[BEGIN INFORMATION GIVEN]

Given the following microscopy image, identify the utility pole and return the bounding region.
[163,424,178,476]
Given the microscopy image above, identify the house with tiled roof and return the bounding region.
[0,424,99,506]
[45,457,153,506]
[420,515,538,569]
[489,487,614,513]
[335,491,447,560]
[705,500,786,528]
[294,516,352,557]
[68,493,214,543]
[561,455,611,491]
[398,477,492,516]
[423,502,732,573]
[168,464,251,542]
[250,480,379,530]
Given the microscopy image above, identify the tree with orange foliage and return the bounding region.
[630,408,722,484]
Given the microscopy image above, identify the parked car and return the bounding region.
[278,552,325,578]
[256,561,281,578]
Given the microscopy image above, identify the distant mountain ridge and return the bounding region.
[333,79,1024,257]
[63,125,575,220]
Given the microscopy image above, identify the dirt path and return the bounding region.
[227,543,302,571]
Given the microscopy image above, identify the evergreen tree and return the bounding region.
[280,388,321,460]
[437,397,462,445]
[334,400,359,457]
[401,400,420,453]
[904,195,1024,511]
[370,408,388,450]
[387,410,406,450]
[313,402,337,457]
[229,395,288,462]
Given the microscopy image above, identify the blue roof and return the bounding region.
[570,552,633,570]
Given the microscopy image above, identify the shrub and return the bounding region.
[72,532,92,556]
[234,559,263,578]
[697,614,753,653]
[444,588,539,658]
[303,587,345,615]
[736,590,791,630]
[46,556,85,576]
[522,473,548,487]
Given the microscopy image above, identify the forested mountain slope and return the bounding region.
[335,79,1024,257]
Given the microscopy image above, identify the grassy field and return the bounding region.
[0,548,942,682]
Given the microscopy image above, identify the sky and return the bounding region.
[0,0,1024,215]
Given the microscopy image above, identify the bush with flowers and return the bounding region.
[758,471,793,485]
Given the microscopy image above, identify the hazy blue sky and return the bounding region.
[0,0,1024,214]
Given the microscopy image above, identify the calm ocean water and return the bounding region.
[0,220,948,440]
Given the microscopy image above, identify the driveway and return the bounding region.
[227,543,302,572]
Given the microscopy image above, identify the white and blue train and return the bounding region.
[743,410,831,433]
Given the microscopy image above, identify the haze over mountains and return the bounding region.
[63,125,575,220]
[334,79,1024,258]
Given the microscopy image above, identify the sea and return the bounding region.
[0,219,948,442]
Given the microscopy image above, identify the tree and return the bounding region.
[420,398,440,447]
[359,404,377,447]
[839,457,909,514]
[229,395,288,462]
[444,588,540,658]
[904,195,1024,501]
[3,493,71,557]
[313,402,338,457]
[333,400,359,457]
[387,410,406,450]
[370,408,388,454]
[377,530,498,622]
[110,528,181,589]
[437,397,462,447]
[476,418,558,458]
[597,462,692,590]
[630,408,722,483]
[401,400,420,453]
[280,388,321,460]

[END INFORMATION GIVEN]
[BEGIN INFORMATION GIVEN]

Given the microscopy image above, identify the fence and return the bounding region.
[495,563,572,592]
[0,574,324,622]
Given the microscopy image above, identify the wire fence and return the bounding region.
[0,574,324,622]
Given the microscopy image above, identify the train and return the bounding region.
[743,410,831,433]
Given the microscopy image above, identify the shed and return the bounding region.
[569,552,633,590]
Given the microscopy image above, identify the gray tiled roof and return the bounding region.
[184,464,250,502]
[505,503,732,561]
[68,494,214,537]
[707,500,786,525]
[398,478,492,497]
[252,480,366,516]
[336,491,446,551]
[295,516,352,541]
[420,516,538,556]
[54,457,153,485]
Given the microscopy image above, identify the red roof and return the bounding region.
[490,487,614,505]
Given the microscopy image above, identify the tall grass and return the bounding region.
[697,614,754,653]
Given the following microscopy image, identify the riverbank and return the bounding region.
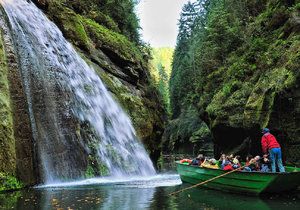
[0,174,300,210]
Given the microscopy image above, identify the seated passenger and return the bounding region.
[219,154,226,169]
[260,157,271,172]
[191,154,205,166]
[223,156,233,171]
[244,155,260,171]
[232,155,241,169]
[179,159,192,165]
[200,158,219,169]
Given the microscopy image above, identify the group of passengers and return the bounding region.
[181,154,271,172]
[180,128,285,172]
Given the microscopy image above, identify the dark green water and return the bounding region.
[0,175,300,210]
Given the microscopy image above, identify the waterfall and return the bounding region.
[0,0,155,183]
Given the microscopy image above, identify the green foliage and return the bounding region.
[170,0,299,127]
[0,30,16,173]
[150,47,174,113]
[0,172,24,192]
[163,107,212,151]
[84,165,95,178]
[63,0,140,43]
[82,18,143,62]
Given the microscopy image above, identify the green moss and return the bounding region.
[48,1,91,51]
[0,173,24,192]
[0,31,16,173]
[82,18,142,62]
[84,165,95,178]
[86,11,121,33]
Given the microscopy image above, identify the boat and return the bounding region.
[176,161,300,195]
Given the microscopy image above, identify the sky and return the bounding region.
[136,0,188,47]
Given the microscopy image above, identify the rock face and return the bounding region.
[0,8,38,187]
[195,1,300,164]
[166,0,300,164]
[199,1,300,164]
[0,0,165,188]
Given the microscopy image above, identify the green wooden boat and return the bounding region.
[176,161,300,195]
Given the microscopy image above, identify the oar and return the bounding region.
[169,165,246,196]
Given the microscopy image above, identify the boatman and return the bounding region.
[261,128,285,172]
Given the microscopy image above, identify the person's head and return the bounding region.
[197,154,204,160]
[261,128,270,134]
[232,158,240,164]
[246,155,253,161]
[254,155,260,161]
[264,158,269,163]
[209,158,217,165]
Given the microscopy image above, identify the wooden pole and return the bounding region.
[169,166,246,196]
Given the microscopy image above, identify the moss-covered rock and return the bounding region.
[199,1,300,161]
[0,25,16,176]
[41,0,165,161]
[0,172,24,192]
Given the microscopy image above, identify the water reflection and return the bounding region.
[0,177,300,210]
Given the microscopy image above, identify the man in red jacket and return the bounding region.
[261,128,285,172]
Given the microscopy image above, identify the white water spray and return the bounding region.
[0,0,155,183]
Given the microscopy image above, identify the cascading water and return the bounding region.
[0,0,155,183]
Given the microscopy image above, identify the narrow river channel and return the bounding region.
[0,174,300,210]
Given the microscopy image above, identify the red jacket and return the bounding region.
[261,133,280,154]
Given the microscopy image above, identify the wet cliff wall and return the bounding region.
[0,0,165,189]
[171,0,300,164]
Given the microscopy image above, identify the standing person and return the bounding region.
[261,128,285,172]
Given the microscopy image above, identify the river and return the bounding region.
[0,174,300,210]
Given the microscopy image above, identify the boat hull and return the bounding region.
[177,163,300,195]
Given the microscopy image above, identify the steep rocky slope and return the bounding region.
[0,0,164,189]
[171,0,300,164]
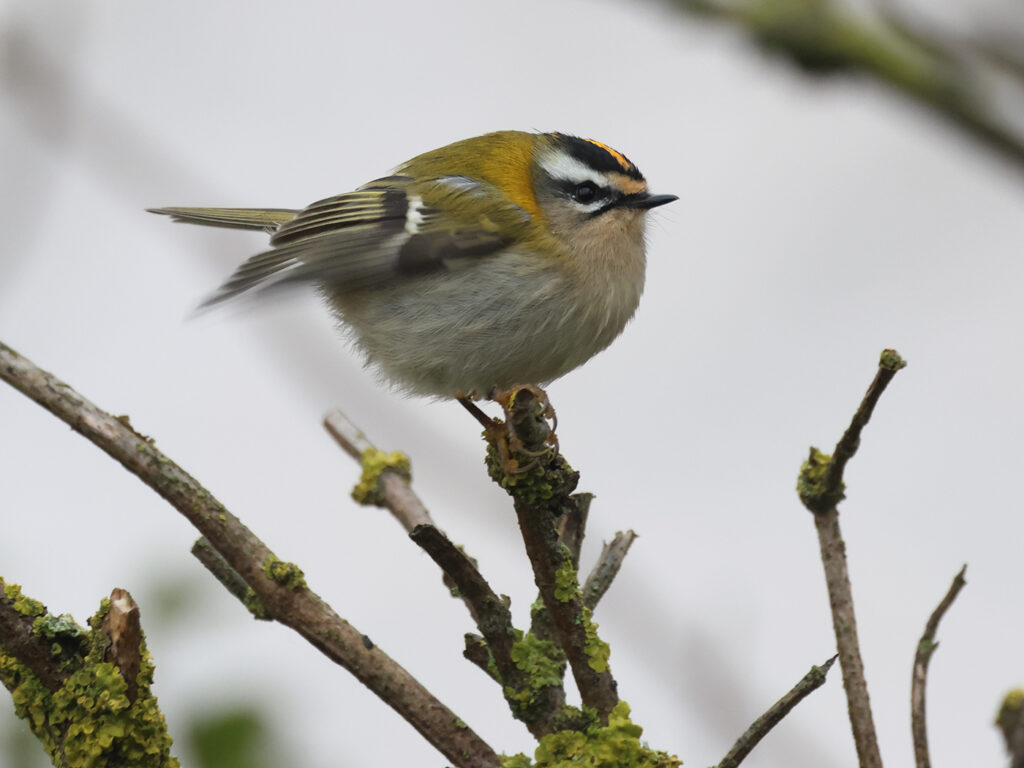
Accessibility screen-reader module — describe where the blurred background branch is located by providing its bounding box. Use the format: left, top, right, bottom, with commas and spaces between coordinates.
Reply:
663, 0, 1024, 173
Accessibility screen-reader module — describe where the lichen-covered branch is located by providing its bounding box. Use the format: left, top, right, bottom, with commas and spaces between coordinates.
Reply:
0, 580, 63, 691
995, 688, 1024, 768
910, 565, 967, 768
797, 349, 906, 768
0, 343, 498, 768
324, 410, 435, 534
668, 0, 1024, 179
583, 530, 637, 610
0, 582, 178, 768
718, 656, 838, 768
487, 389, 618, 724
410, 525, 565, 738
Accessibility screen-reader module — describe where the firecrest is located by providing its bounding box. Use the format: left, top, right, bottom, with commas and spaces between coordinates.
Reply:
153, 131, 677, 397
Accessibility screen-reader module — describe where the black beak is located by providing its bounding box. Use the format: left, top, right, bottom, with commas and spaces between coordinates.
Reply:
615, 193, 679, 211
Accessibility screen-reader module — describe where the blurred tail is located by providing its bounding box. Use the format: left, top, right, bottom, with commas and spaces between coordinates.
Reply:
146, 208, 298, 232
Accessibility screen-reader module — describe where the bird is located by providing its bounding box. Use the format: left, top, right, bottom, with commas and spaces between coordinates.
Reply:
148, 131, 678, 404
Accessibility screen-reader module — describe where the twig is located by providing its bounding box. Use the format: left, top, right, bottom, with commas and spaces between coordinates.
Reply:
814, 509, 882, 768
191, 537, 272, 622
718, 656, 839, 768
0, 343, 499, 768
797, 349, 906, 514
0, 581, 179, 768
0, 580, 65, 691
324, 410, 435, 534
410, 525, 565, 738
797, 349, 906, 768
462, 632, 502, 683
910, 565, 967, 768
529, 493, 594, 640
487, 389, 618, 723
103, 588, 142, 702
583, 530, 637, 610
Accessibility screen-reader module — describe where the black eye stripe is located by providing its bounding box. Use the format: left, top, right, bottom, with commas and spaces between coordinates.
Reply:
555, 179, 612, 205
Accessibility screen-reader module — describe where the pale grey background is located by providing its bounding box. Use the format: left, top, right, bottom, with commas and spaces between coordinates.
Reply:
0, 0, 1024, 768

[END INFORMATION GIVEN]
[BEGIN INFORMATION GIVEN]

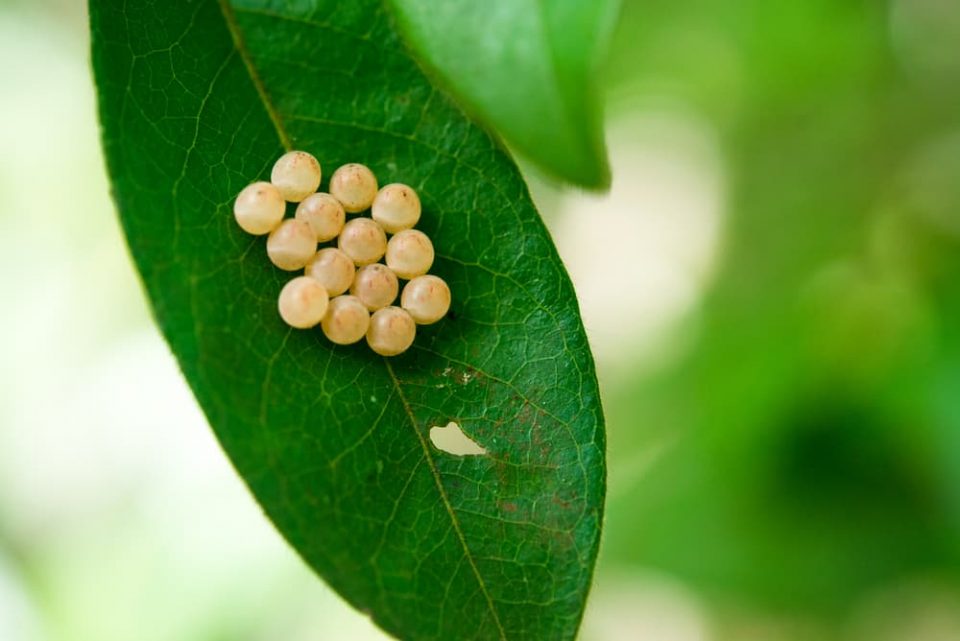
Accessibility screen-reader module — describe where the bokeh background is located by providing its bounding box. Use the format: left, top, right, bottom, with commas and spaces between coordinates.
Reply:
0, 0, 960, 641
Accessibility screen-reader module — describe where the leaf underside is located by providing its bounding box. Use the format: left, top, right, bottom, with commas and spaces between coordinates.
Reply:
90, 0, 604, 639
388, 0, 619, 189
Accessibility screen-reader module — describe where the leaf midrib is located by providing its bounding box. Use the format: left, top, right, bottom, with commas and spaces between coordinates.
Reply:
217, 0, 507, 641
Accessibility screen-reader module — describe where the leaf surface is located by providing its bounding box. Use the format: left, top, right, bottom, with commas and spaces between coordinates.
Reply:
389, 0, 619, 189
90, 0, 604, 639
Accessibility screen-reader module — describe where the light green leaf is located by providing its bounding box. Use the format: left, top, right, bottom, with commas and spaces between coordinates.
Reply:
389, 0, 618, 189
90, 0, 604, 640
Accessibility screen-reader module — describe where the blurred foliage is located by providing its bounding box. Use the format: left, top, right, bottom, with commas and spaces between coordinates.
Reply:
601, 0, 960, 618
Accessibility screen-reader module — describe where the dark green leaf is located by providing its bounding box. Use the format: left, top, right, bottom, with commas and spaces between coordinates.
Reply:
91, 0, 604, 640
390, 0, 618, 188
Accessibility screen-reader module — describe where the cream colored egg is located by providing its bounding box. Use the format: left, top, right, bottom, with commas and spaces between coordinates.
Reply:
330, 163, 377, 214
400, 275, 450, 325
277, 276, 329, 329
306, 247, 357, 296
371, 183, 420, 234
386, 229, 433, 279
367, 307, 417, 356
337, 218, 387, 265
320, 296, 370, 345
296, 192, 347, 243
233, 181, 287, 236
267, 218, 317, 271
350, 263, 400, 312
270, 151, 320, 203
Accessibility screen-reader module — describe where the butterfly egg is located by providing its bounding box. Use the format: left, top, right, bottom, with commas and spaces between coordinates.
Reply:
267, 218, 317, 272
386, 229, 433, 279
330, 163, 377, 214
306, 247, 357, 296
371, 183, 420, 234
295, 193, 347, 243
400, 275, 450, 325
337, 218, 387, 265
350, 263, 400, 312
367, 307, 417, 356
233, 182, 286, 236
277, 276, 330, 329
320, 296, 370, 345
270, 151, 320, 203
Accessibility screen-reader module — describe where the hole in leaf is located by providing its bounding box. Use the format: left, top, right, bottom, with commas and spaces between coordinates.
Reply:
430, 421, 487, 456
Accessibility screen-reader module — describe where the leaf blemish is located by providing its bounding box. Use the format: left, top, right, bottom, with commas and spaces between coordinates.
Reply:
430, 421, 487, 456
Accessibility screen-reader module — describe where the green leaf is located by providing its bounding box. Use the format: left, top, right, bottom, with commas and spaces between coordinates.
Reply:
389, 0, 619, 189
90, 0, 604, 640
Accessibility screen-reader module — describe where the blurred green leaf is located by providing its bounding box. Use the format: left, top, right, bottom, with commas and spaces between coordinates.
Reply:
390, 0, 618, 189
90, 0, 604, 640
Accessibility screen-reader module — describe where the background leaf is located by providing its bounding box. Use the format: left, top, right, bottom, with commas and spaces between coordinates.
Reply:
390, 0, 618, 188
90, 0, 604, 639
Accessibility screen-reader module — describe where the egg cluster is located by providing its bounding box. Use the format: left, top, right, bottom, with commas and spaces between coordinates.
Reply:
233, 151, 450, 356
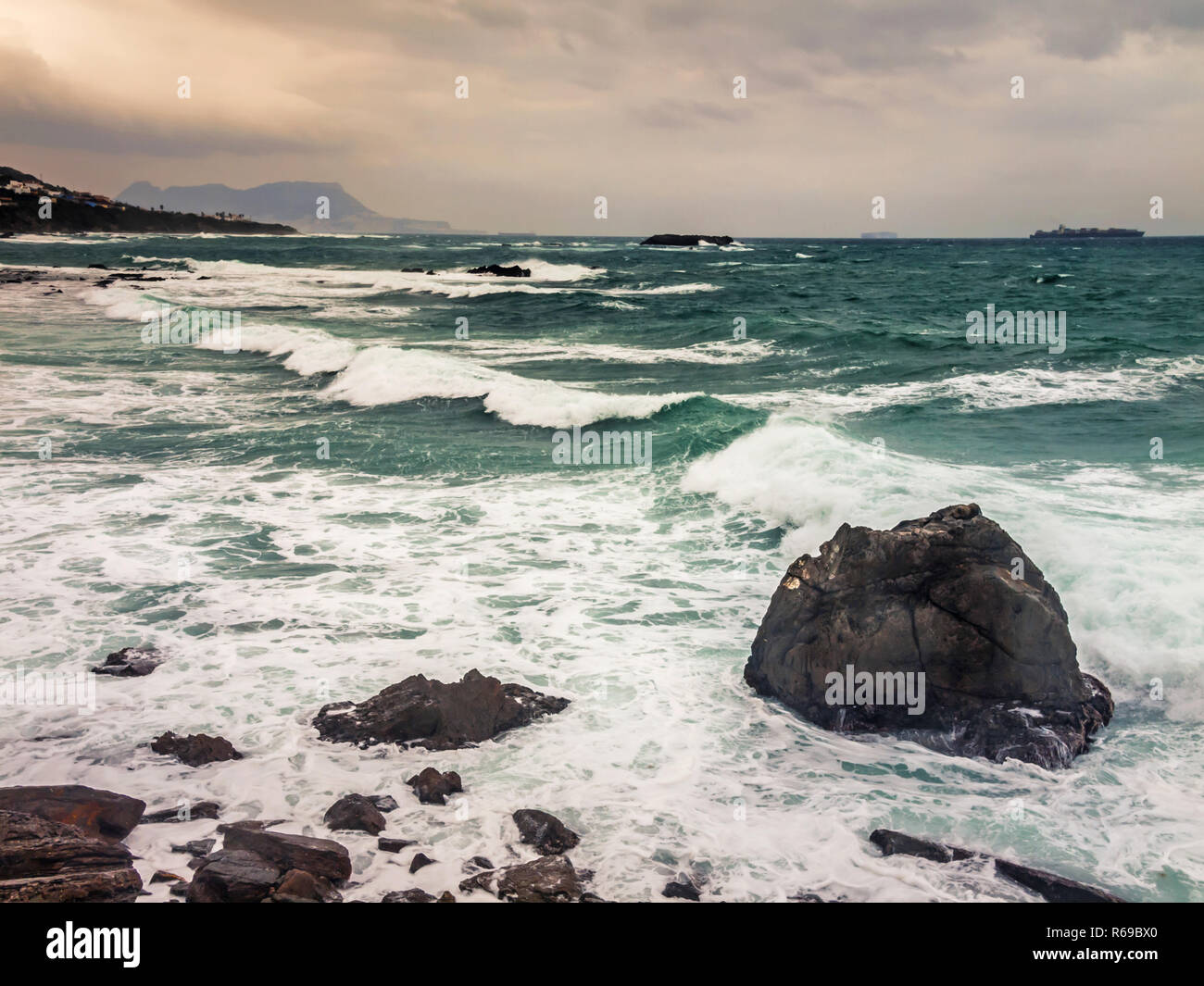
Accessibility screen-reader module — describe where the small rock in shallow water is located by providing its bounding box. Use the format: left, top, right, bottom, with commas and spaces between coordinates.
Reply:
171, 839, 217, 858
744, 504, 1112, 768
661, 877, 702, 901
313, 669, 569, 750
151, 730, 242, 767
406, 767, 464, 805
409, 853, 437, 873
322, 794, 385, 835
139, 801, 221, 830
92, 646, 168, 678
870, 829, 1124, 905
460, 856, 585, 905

[END INFORMATION GIVEN]

**WHAT TO WORK ON**
Copy the data from the line with "Given the following microscopy image, identify the utility" to the line with "[250,480,379,530]", substituting "enclosing rectangle" for every instance of "bounding region" and leaving everything else unchanged.

**FINISHED TASK**
Given the following microscopy image, identify the utility pole and return the enclosing rectangle.
[163,424,178,476]
Given the microscopy image above, identify the house with tiled roof and return the enclosing rectangle.
[0,424,99,506]
[45,457,153,506]
[420,515,538,569]
[489,487,614,513]
[335,491,447,560]
[705,500,786,528]
[294,516,352,557]
[68,493,214,543]
[561,455,611,491]
[398,477,492,516]
[423,502,732,573]
[168,464,251,542]
[250,480,379,530]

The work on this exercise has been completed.